And then they go into better jobs, higher paying jobs. But they've been programmed, by and large, the majority have been programmed to leave the black community. Oh, I don't know that, do you? Have you been reading about the kinds of protests that black students have been making? Some of them have even been asking for black colleges within the colleges, which they're part of. Those things haven't become, shall I say, real in some instances and significant in others. There is a real question whether they should become real and significant. Whether if one is in a... Whether one wants a black college within the white college, whether it's a bright idea, you know? Well, it's obviously not a bright idea. You just need to be a sort of a regression childish wish for the past in a way. I think you have to take into consideration what students see. Well, that's why I'm talking about that. I'm going to say the students are all wise. They may be. Oh, come now.
I mean, they're human beings. Well, obviously, there is a real disagreement on this issue. Is that the generation? A sense in which blacks do participate in areas of power. And I certainly, there are huge areas they don't participate in, you know, like big business and so on. If you look at government, I think there's a substantial participation. Look at New York City government in terms of areas of control and significance. I mean, if a blacks make up what, 15% of the population, they have their share. You know, may not be 15% share, but in some ways maybe that too. Nathan, I guess one of the things that Rody has in the back of his mind, which I hope does not reinforce his pessimism, is the possibility that when it grows, do push for a greater share in policy-making position. Even when he's described as their share. They say, judgeships or commissioners. I use their for any group of new units. I guess the gentleman, you won't permit me to even get my sentence out. That they can be, and there are examples of Negroes being nominally in these positions,
but without the power that whites had when they were actually in those positions. For example, as a unit administrator in the Ocean Hill Brownsville area, maybe one of the mistakes that Rody McCory made was to believe that in this role, which was equivalent to a field superintendent, that he could exercise the powers which ordinarily are given to field superintendents who are white or Jewish. When he attempted to do this, he brought the whole white establishment down upon him. I think we're actually, in this case, we overemphasized the notion of the black administrators not allowed to do this. I think an administrator, namely that, you know, what other administrators send off letters to 12 students, teachers saying, you know, you're out. May they do it some other way? You know, these were different actions. Less professional. Are you saying that when Negroes get into positions that they previously had not been in, that there is a tendency for them to be too literalistic about the power of the people I have in them?

----------

Problem set =
(a) For the discussion on black participation in power, decide whether each statement agrees with the text, answering yes or no and quoting the deciding words: (i) some black students have asked for black colleges within the colleges they attend; (ii) the unit administrator role in the Ocean Hill Brownsville area was described as equivalent to a field superintendent; (iii) one speaker holds that blacks have little participation in government.
(b) Please continue the discussion on black participation in power from the point where it stops.

(Portion of a data file)
----------

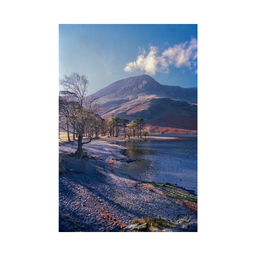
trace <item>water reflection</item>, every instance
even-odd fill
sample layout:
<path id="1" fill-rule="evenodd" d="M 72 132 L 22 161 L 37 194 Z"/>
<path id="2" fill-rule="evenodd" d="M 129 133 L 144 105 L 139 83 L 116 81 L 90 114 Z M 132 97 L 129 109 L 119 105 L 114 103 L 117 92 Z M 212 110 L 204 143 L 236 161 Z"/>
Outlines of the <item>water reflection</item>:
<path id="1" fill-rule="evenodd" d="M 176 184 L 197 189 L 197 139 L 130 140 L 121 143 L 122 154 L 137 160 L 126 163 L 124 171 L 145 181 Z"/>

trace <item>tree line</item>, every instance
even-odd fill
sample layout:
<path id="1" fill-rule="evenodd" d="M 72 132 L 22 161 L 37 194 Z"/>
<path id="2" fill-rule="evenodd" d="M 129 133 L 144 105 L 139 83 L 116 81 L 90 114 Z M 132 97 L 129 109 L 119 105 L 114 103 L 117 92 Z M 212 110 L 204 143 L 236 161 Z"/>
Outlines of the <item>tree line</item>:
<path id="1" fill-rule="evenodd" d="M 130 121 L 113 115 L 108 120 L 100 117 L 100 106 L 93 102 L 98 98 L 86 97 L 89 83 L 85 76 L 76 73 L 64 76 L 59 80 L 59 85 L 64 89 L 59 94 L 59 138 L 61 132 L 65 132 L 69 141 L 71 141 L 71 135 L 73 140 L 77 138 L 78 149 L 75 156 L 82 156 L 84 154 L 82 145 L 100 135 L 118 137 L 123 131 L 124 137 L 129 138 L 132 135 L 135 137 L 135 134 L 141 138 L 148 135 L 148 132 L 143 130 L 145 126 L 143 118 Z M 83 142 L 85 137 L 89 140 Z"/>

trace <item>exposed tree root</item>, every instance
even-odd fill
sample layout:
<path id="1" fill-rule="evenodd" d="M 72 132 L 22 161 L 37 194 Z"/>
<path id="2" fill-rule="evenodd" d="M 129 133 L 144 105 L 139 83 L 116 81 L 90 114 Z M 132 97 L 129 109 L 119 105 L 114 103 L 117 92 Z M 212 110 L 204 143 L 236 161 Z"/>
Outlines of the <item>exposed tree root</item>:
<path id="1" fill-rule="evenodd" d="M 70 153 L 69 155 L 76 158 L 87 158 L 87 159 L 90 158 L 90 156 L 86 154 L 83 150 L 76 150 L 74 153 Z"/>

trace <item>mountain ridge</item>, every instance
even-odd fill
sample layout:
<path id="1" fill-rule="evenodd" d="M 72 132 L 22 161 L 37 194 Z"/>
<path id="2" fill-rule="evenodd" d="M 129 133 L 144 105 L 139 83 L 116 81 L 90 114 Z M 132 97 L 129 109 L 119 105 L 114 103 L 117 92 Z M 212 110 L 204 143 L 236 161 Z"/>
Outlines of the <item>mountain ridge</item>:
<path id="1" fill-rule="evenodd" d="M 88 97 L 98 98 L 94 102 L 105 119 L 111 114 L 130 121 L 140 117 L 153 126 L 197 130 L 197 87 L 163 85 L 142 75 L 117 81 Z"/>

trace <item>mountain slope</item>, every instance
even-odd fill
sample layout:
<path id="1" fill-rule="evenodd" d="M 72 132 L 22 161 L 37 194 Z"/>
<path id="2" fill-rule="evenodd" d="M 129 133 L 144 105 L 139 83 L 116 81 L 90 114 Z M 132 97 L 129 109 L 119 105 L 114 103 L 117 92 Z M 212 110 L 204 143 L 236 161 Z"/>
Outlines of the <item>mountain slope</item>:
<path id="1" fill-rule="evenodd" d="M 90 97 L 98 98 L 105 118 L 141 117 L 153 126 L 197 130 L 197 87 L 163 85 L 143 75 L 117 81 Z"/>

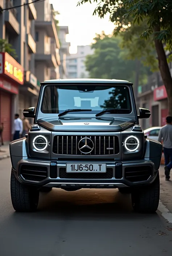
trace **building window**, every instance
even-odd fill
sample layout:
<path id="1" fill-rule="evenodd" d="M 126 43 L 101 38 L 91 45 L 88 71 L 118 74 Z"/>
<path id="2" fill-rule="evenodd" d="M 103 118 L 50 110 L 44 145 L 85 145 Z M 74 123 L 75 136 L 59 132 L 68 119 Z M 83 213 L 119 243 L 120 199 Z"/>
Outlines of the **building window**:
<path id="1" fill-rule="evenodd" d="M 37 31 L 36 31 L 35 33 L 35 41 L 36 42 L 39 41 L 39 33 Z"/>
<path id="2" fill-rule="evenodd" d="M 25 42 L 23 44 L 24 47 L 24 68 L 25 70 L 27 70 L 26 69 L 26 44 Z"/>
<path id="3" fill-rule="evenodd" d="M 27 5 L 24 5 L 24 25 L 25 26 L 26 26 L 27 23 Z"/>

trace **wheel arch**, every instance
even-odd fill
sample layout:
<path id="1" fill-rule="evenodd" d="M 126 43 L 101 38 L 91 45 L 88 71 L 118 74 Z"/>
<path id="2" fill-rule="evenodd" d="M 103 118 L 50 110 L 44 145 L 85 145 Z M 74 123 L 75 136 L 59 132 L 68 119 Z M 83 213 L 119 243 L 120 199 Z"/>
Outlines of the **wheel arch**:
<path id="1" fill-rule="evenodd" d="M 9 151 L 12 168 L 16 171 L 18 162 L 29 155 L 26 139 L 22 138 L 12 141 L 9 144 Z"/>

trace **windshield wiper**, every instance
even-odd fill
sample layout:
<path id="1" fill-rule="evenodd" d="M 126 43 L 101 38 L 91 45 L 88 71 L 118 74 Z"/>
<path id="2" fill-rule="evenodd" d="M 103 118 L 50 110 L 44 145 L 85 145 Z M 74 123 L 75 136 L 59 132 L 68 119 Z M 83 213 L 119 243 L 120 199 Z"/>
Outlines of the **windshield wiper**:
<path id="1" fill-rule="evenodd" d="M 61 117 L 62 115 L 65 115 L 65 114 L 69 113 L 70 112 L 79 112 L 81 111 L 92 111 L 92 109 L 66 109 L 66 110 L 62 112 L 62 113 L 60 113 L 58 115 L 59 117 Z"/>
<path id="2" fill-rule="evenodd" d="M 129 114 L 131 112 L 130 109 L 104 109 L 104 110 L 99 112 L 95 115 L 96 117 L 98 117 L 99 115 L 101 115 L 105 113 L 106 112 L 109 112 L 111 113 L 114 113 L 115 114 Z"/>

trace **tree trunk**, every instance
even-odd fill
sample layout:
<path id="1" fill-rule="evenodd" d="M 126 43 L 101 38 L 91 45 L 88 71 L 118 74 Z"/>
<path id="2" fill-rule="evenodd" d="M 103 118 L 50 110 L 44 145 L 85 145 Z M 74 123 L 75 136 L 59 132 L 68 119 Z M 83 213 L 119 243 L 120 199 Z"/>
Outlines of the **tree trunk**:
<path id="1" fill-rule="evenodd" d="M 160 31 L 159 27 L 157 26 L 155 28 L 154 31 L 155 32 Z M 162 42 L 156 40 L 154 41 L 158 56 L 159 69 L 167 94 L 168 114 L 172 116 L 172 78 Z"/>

----------

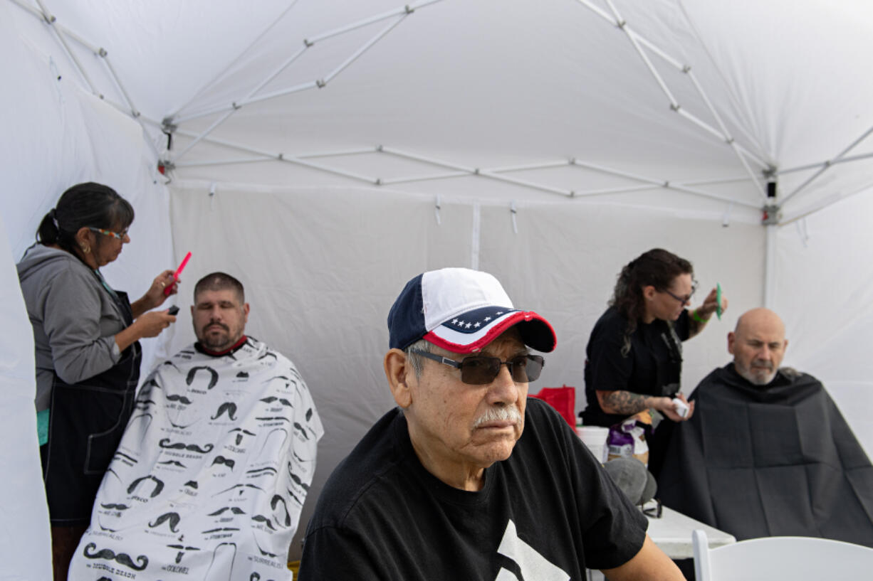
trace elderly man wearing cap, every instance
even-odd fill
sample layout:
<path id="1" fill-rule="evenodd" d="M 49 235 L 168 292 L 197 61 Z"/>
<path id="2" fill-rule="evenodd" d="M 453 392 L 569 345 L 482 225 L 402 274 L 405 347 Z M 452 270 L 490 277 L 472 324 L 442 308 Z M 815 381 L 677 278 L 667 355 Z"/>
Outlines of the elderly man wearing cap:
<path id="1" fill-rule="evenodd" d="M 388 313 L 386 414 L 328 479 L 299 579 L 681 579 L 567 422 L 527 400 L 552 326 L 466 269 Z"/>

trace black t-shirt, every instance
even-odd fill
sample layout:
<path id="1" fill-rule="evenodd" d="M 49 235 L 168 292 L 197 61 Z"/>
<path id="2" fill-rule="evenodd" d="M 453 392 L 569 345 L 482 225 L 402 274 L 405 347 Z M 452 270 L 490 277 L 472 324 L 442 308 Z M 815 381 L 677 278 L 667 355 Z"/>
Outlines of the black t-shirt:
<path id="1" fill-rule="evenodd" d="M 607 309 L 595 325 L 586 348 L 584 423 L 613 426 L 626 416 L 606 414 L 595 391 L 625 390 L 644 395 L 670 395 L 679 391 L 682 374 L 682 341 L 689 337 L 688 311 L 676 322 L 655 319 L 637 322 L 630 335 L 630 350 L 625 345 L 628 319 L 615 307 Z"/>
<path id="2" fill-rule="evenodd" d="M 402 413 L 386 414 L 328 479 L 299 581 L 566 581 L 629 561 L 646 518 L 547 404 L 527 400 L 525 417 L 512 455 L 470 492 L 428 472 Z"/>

----------

Answers to each task =
(a)
(i) Yes: "Some of them have even been asking for black colleges within the colleges, which they're part of."
(ii) Yes: "which was equivalent to a field superintendent"
(iii) No: "If you look at government, I think there's a substantial participation."

(b)
No, this is such a complex issue. I didn't fool myself to believe that I was going to have comparable powers. But I felt that I was nobligate. I think it would be pretty sad if it's true, then it's sad. You know, there are two possibilities. Either when Negroes get into positions of power, they tell them that I really don't have the power. Which is such a sad. Or else, it's really true when they get in, they checkmate it and don't have the power. I worked for Bob Weaver at HHFA for a year. And, you know, he was as far as I could see, he was boss. Now, it's also true that many people felt he wasn't aggressive enough ahead of HHFA and HUD and so on. That's true of many cabinet officials. You should have heard that he was saying about Celebrizy when he was head of HEW. I think Weaver was doing better than that. Does that come back to the high percentage? I just don't see the... I think, you know, we put a black man up position of power in some of them a week and some of them are strong. But I don't think that the rest of the world combines to strip them of the power of them. But gentlemen, we were talking when we were talking about Jewish Negro relations.
We all agree that there was currently hypersensitivity on both sides of that issue. Could it be that part of the predicament of minority status in America is to be hypersensitive about our status? I think that's true. I think there's another issue here. And oddly enough, it hasn't come up. It's one of the aspects of hypersensitivity is Israel. And I wonder whether, you know, when there's this peculiar business in which Jews see Negroes or some Negroes, and of course, who get an awful lot of publicity like the SNCC statement or an occasional statement, my Stokely Carmichael, in which they see blacks identified with the Arabs. And I don't know if blacks see themselves identified with the Arabs. But there is that kind of peculiar business. And I think that I think probably black nationalists do is a third world alliance itself with. That's a kind of another little gimmick, you know, in the... Because I don't know if there is any significant proportion of Negroes who identify with Arabs.
I recall Malcolm X on his first pilgrimage to Jamaica came back and was quite identified with the Arab world. And Malcolm X initially made no bones about his... And he said it was not anti-Semitism. He said that his reactions to Jews was, essentially, the Jews were white. And you remember in that report he said... The Arabs, they were non-discriminatory. That's right, they were Africans, in a way. But his second trip to... He came back, I think, a much more sophisticated man. Because he saw that these distinctions were not that easy to make, you see. Most Stinkros, as far as I can see, do not have a stand. Do not take a position on... But you just discussed what we did rather earlier about the parallelisms of the history of the Jewish people. And they're suffering and so forth and so on.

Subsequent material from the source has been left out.